Estudo sugere maior presença de ISTs em garimpeiros
Não se sabe ainda qual é a prevalência da infecção por HIV nas chamadas populações-ponte – aquelas que têm contato com grupos mais vulneráveis e podem levar as ISTs para a população geral. Esse é o caso dos garimpeiros, uma população normalmente apartadas dos serviços de saúde e que pode ter mais contato com trabalhadoras do sexo do que a população em geral. Pesquisadores ligados à FM-USP, ao Instituto Adolfo Lutz e à FCM da Santa Casa de São Paulo realizaram pesquisa, apoiada pela FAPESP, no sudoeste do Pará para investigar a prevalência das ISTs e seus principais determinantes entre homens e mulheres que vivem em áreas de garimpo.
================================
Teste sua compreensão:
• a. Como ficaria em forma de lista curta o parágrafo do texto que começa com "Não se sabe ainda", mantendo seus fatos principais?
• b. Reproduza o trecho do texto de "Estudo sugere maior" a "áreas de garimpo.".
• c. Em que região foi feita a pesquisa descrita no texto?
As linhas que vêm depois não são necessárias.

Linhas registradas:
================================
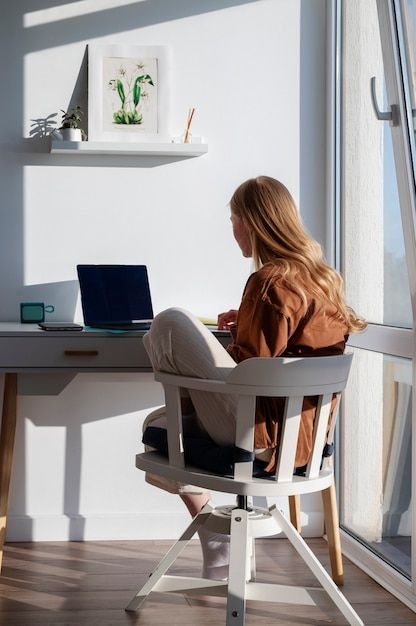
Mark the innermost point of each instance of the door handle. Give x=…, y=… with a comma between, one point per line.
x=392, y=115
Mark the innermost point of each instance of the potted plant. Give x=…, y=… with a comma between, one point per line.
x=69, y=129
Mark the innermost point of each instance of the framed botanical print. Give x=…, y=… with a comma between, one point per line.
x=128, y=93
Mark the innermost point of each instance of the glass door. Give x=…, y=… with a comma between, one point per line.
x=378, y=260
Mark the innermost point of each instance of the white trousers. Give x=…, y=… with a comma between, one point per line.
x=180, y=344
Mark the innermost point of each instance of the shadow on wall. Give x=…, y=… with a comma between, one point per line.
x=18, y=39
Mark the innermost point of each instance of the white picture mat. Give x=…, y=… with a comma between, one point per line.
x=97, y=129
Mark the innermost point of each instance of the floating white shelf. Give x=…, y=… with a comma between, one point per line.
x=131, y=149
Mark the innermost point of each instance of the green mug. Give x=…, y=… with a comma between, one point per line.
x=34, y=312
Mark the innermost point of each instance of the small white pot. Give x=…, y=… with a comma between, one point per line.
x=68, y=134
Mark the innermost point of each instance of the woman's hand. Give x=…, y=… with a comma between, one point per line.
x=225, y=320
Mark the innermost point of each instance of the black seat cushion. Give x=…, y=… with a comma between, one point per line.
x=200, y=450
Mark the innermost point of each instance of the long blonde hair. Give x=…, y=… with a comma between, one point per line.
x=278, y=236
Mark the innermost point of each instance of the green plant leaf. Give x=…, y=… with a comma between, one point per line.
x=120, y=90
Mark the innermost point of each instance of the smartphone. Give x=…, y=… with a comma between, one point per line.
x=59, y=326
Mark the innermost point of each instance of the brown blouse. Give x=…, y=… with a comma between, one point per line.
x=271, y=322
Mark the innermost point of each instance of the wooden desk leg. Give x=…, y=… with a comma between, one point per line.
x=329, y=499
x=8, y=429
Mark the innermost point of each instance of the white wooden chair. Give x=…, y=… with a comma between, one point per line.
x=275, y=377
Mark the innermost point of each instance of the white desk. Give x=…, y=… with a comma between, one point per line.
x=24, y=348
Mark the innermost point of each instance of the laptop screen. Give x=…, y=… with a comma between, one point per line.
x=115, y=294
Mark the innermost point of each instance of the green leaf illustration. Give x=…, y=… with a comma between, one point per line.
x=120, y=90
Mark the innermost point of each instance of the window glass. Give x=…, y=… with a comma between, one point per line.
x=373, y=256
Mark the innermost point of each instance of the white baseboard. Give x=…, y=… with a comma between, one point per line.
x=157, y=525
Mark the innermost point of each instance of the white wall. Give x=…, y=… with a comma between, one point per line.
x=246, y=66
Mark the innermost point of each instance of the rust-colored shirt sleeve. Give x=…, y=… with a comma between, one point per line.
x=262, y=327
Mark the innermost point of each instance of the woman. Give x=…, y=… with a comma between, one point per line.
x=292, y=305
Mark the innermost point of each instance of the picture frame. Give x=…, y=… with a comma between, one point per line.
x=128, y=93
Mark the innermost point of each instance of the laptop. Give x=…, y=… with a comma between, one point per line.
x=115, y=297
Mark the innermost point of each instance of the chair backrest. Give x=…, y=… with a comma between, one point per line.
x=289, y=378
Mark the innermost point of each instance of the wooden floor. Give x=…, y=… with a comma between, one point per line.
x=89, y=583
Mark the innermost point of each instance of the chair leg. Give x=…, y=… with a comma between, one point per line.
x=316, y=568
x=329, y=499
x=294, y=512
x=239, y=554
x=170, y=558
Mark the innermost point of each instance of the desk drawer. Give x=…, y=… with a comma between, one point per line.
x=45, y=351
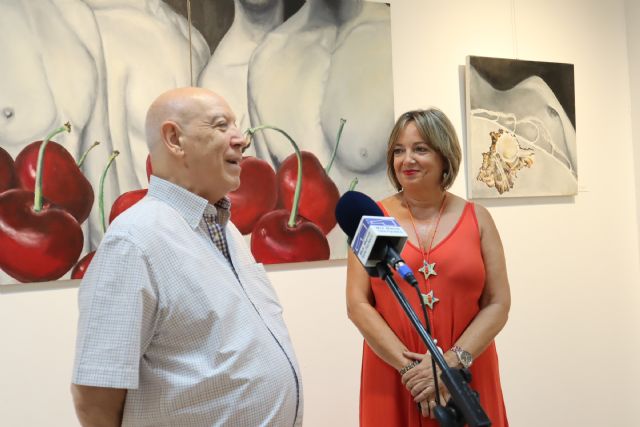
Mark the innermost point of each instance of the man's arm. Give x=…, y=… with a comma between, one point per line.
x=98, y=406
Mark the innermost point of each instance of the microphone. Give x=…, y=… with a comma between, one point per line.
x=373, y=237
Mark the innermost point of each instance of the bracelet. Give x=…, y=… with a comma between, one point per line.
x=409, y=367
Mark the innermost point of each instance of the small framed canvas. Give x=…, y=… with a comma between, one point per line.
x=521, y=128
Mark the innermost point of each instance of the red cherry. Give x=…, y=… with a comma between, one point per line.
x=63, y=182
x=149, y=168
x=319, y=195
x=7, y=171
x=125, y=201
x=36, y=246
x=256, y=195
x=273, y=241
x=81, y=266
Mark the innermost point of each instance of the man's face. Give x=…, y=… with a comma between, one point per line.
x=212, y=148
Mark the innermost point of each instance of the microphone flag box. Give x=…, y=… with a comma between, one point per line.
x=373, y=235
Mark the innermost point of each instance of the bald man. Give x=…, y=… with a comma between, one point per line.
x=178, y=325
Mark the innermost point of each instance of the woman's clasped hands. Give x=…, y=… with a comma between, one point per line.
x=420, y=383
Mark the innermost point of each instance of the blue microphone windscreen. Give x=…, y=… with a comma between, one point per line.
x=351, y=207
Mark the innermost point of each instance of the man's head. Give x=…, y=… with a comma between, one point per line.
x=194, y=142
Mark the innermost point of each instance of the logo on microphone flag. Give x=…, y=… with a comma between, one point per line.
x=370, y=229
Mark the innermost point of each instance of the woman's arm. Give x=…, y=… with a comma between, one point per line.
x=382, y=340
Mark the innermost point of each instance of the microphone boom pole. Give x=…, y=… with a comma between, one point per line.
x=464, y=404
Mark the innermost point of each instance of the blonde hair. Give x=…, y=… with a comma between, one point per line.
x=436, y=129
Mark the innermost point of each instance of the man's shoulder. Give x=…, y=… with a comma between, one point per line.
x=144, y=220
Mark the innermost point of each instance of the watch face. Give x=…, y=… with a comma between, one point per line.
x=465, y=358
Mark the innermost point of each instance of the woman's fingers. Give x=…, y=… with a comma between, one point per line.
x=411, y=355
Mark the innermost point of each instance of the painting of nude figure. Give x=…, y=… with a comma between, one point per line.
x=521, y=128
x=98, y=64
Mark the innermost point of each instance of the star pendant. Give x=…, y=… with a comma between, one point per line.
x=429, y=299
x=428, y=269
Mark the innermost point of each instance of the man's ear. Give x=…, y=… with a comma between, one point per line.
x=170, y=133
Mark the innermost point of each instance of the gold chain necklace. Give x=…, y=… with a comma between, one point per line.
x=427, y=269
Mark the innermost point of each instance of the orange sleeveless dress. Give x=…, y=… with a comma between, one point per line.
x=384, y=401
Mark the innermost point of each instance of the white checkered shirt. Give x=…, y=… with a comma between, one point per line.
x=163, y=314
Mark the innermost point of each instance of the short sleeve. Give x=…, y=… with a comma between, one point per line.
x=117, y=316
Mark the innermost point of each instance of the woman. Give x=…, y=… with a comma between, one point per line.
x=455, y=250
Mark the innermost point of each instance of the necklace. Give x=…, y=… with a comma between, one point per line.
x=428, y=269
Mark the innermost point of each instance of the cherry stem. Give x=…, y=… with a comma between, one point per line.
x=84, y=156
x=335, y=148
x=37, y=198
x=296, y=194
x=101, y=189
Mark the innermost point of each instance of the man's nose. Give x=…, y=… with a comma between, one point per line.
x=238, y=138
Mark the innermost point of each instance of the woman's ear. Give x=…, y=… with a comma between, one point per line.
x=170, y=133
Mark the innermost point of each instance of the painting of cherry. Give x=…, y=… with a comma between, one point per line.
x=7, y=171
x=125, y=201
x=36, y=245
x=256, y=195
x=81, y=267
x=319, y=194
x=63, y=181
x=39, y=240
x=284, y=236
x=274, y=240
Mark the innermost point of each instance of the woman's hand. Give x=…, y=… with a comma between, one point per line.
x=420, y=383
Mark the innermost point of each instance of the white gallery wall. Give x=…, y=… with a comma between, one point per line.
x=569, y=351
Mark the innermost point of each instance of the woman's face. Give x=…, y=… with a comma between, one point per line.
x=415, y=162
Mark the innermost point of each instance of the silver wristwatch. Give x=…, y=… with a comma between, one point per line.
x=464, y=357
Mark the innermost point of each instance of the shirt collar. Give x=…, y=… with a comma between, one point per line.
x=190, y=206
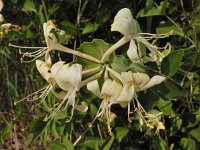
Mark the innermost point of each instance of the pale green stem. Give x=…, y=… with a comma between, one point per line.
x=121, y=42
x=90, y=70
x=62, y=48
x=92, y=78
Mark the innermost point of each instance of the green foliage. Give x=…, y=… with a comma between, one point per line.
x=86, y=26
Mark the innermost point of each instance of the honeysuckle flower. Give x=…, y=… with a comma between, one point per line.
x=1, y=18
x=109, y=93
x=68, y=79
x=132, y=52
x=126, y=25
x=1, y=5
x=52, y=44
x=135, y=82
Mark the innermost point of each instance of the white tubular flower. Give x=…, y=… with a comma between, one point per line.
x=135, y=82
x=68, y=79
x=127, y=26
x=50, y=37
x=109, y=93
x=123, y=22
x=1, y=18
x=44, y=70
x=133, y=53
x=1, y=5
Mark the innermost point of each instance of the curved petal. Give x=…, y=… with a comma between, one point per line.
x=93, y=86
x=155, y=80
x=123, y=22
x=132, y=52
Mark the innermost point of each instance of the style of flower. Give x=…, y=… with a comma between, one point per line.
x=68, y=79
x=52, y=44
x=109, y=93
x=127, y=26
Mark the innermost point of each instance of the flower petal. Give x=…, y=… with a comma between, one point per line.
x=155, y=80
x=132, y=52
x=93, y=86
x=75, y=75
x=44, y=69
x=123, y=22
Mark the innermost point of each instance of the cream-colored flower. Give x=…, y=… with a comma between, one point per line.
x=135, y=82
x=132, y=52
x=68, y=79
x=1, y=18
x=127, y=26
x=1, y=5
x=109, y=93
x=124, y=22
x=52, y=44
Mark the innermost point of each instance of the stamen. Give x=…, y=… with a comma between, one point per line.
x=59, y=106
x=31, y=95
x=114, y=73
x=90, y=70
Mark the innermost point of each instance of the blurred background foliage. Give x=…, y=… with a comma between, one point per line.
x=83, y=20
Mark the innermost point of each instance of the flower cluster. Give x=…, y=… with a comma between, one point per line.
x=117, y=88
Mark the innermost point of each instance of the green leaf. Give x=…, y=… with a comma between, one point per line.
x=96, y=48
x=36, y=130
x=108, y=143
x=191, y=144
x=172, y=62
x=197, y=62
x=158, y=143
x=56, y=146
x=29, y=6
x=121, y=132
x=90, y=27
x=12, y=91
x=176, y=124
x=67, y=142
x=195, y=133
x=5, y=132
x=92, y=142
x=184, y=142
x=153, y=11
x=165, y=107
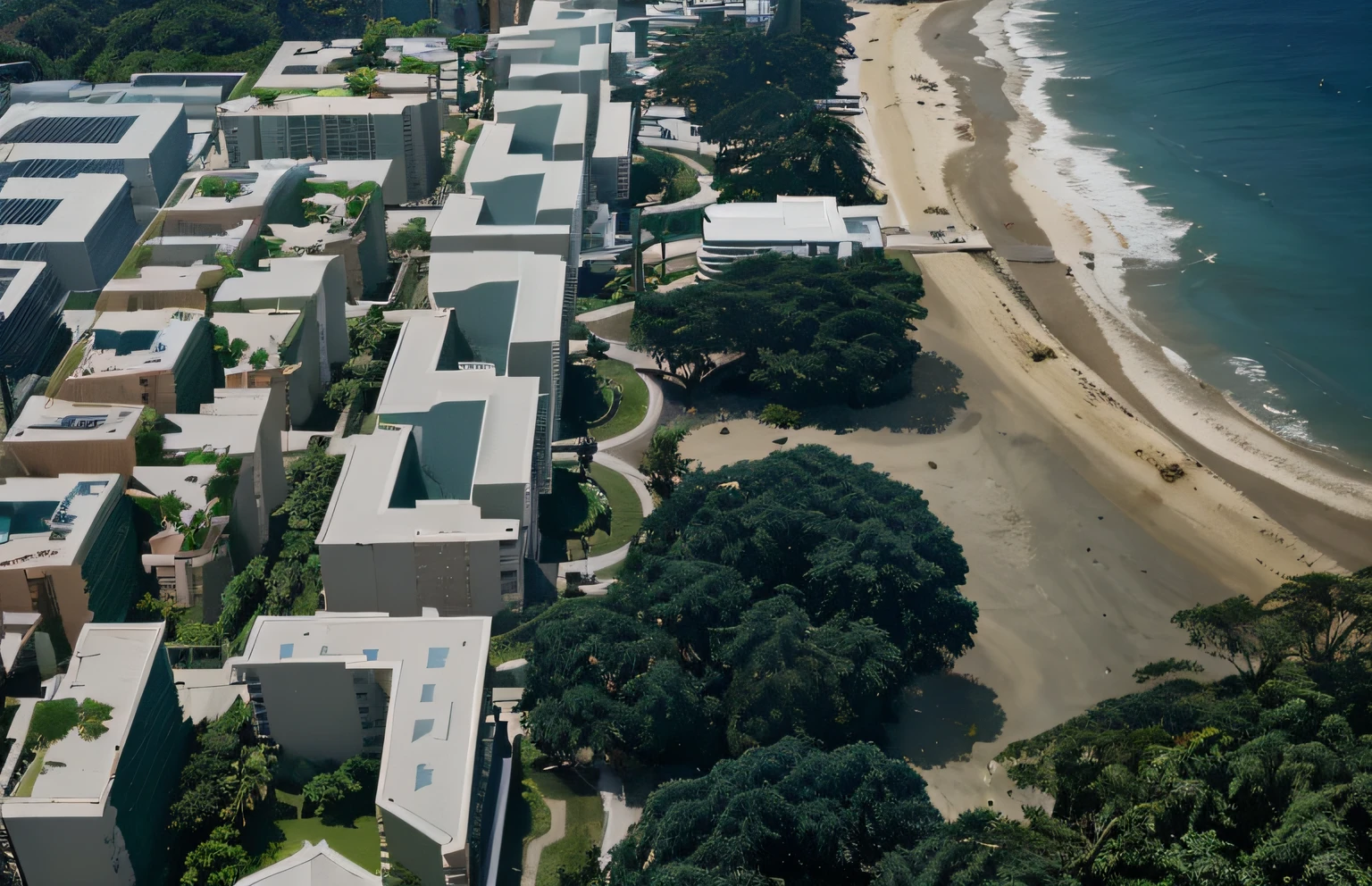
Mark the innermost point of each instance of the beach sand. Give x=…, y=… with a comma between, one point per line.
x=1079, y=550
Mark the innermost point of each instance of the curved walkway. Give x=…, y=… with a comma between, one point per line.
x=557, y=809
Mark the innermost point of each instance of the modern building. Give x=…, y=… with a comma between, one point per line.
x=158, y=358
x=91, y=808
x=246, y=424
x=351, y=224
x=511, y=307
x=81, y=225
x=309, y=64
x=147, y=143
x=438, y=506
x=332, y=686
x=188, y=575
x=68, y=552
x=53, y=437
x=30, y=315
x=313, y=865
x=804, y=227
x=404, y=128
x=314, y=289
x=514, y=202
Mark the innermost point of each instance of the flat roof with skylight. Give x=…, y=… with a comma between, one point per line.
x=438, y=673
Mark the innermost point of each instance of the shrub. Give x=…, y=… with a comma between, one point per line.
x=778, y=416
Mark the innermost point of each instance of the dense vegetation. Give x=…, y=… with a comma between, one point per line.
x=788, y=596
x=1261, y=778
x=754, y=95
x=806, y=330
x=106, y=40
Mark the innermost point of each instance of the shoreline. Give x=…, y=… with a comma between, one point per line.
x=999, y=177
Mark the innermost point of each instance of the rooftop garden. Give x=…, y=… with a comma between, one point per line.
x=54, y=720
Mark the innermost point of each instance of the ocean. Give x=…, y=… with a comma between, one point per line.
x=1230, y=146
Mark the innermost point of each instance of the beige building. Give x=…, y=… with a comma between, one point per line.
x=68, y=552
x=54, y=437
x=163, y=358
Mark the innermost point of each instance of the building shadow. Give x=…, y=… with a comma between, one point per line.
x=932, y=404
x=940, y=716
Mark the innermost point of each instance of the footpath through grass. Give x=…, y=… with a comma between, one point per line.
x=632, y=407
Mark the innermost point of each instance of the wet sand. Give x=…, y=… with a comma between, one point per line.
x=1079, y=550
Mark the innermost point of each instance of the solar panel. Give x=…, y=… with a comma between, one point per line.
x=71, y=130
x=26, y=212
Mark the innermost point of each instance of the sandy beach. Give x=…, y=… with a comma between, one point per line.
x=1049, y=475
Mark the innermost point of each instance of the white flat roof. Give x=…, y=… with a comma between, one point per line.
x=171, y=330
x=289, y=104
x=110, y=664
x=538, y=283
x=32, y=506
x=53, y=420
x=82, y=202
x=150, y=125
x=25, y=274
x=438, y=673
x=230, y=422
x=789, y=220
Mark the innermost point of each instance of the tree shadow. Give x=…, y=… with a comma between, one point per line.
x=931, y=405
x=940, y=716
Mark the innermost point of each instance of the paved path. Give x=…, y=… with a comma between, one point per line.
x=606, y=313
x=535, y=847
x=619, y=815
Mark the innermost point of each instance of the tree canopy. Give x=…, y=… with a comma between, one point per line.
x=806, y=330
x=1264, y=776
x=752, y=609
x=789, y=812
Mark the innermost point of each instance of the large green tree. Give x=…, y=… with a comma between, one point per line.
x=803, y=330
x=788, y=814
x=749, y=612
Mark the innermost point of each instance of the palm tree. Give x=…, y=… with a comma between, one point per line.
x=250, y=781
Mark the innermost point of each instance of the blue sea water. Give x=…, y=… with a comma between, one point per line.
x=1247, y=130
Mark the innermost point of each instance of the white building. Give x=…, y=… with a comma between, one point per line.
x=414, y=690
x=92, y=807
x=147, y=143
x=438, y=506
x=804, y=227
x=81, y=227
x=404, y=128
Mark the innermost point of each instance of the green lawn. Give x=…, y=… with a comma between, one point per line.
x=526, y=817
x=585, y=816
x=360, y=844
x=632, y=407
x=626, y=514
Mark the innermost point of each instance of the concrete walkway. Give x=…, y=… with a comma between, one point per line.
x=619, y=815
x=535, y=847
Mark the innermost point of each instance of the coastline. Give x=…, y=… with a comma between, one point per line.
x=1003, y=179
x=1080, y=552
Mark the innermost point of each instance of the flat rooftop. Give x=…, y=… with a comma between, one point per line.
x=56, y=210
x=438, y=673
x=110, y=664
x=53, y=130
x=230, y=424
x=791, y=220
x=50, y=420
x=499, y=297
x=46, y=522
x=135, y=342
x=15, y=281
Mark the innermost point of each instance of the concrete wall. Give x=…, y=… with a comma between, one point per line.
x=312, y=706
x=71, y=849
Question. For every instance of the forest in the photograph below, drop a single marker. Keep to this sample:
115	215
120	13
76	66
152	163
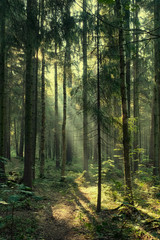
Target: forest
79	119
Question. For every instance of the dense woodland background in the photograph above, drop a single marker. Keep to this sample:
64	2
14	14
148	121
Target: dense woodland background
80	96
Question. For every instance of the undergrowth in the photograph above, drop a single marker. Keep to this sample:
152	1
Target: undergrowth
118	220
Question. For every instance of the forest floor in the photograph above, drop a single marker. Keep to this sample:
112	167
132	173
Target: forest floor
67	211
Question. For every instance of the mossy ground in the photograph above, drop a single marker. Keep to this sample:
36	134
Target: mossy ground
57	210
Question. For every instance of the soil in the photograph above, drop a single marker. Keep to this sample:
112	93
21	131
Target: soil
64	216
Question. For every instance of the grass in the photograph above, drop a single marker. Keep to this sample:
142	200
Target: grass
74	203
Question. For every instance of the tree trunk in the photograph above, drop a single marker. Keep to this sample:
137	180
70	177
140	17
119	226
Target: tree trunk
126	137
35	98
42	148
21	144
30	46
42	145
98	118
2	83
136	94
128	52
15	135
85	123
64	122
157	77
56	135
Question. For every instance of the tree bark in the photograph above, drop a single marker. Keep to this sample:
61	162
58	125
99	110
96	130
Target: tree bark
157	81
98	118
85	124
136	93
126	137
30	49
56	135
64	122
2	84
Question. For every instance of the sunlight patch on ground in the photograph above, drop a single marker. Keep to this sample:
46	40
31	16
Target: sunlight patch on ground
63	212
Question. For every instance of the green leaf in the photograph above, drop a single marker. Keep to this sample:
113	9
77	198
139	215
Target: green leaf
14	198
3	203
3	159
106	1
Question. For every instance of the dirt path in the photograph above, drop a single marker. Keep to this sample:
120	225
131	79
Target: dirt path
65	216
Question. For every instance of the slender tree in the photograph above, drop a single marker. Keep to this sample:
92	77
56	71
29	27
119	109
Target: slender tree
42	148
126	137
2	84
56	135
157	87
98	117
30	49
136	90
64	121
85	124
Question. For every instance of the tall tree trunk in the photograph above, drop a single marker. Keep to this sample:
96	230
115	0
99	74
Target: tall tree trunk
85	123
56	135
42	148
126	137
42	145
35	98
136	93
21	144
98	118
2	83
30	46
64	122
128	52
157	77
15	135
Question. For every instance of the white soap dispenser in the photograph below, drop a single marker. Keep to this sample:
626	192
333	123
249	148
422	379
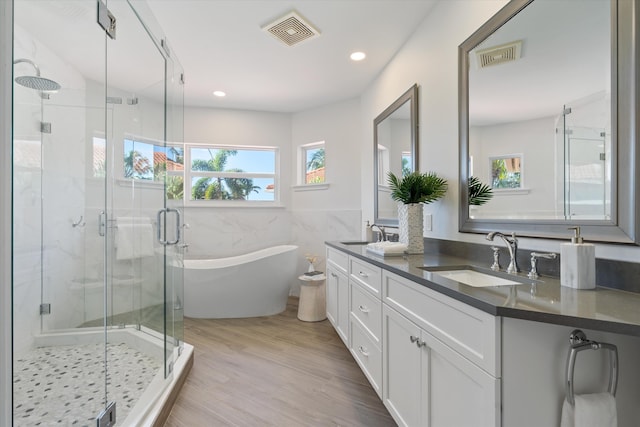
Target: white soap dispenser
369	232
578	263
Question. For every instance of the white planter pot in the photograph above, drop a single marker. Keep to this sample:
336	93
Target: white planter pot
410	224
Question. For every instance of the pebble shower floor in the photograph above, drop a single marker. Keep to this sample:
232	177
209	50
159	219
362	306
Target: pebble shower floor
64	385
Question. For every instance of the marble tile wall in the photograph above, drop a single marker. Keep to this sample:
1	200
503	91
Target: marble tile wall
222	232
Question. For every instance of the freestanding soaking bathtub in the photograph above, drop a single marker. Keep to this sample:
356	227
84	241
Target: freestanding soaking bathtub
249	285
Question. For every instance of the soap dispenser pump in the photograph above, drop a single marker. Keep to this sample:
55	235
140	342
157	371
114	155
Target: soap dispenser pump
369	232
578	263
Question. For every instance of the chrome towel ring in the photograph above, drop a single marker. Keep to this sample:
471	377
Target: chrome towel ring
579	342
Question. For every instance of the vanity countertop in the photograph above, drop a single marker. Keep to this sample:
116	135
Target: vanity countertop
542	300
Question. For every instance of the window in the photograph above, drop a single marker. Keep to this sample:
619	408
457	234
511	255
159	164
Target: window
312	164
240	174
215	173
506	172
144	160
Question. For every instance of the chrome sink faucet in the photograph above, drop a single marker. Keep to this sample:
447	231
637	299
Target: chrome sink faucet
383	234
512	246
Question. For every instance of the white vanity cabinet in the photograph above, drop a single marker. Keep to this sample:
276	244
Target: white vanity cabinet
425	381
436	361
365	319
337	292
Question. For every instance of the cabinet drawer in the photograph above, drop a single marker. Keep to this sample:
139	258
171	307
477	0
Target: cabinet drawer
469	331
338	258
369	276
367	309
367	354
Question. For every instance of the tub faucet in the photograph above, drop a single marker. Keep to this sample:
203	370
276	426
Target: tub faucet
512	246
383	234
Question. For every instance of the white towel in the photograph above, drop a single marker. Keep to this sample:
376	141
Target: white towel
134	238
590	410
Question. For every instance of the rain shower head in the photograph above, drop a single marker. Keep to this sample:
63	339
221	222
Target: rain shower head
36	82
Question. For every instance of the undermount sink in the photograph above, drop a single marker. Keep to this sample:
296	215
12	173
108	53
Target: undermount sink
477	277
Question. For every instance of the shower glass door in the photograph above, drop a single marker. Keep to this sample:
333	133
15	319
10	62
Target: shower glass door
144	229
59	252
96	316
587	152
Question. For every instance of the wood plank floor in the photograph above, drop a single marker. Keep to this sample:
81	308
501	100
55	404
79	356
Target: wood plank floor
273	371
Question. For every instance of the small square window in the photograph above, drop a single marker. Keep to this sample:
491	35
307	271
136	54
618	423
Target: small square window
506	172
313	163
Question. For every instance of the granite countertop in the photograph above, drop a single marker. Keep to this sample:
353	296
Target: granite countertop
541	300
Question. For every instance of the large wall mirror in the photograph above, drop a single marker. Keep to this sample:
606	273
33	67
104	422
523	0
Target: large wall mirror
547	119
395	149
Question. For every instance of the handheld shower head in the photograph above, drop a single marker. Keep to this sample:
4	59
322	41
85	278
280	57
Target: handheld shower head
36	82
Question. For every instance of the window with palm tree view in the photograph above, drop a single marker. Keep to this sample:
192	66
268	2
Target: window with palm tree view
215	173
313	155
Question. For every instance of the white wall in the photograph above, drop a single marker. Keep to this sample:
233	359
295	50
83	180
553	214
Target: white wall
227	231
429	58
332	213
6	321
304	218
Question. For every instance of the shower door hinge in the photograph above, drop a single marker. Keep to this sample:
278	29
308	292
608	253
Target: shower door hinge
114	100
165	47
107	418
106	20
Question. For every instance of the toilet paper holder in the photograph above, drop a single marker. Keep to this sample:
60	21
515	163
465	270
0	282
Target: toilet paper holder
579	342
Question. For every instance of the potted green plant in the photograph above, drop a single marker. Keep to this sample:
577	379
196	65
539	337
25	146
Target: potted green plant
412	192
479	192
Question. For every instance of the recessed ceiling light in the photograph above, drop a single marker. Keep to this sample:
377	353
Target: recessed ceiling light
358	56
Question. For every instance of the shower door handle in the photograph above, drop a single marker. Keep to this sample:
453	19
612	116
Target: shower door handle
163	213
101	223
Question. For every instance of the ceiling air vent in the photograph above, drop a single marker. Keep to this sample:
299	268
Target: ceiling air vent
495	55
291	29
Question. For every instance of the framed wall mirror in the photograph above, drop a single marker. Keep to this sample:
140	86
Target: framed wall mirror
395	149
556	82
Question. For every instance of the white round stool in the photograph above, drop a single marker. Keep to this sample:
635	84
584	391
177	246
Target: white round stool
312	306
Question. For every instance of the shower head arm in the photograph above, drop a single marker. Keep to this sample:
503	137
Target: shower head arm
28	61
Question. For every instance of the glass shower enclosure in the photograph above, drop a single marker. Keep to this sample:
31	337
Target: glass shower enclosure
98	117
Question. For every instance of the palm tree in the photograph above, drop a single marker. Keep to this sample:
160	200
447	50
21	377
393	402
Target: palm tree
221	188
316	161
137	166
================================
Gabarito:
• a.
- Ainda não se sabe a prevalência do HIV nas populações-ponte, que têm contato com grupos mais vulneráveis e podem levar as ISTs para a população geral.
- Os garimpeiros são uma dessas populações. Costumam ficar afastados dos serviços de saúde e podem ter mais contato com trabalhadoras do sexo do que a população em geral.
- Pesquisadores da FM-USP, do Instituto Adolfo Lutz e da FCM da Santa Casa de São Paulo fizeram uma pesquisa com apoio da FAPESP no sudoeste do Pará. O objetivo foi investigar a prevalência das ISTs e seus principais determinantes entre homens e mulheres de áreas de garimpo.

• b.
Estudo sugere maior presença de ISTs em garimpeiros
Não se sabe ainda qual é a prevalência da infecção por HIV nas chamadas populações-ponte – aquelas que têm contato com grupos mais vulneráveis e podem levar as ISTs para a população geral. Esse é o caso dos garimpeiros, uma população normalmente apartadas dos serviços de saúde e que pode ter mais contato com trabalhadoras do sexo do que a população em geral. Pesquisadores ligados à FM-USP, ao Instituto Adolfo Lutz e à FCM da Santa Casa de São Paulo realizaram pesquisa, apoiada pela FAPESP, no sudoeste do Pará para investigar a prevalência das ISTs e seus principais determinantes entre homens e mulheres que vivem em áreas de garimpo.

• c. No sudoeste do Pará.